◆ **WHAT THE EXERCISE ASKS**: Reproduce the entries below word for word.
───── EXTRACTED INFORMATION
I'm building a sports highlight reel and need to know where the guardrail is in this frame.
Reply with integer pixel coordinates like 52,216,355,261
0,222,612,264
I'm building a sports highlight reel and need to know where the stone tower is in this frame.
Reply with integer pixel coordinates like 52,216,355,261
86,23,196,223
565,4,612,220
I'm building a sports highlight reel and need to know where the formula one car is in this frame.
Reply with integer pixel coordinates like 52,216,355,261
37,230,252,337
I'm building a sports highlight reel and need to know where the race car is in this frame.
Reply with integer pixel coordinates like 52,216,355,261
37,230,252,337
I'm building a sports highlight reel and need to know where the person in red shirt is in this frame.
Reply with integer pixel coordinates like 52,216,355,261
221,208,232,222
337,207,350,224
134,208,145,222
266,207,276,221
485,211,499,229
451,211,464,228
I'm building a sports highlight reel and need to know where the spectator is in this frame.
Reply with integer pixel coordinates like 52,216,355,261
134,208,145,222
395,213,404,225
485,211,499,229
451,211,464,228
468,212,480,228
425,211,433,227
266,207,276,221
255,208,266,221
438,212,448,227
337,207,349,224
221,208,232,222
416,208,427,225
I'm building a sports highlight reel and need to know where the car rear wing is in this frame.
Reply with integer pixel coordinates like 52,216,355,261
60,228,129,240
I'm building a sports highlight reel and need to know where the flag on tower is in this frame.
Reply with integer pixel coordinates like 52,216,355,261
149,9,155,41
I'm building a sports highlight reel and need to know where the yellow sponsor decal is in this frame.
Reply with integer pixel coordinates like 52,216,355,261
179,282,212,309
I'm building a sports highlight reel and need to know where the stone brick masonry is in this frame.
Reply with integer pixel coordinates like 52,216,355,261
──────────
◆ **RESULT FOR THIS EXERCISE**:
I'm building a sports highlight reel and need to know where the guardrail is in this frame.
Reply with integer pixel coordinates like 52,216,355,261
0,222,612,264
I'm building a sports highlight reel and need to know where the stone tower is in this frame.
Reply with integer pixel coordinates like 52,216,355,261
86,23,196,223
565,4,612,220
I'm building a sports highlight reel and need to know where the formula one car is in this frame.
Reply with integer pixel coordinates like 52,216,355,261
37,230,252,337
I'm building a sports highlight reel and need to know where the race car is in this frame.
Reply with integer pixel coordinates like 52,216,355,261
37,230,252,337
I'm building a sports highlight reel and need to know where the person in red shirt is in this frame.
Reply with integer pixel coordinates like 52,216,355,261
221,208,232,222
337,207,350,224
134,208,145,222
266,207,276,221
485,211,499,229
451,211,464,228
I'm building a sports highlight reel and need to know where the spectator is in this frame.
Reply with integer pixel coordinates like 52,216,355,261
134,208,145,222
395,213,404,225
485,211,499,229
451,211,464,228
468,212,480,228
425,211,433,227
266,207,276,221
255,208,266,221
438,212,448,227
337,207,349,224
221,208,232,222
416,208,427,225
I'm building a sports highlight reel and need to know where the car rear wing is in this frame.
Reply with integer pixel coordinates like 52,216,355,261
60,228,129,240
I'm building a sports highlight reel and need to know where the flag on tower is in this frame.
Reply with integer pixel coordinates like 52,216,355,261
149,9,155,41
I'm building a sports highlight reel and need to know where the yellow sponsor decal is in this frame.
Reply with integer pixel coordinates like 52,216,355,261
179,282,212,309
I'm building a sports highlight reel and need to know where the stone brick masonry is in this frame.
Reply with integer pixel coordinates like 52,216,355,261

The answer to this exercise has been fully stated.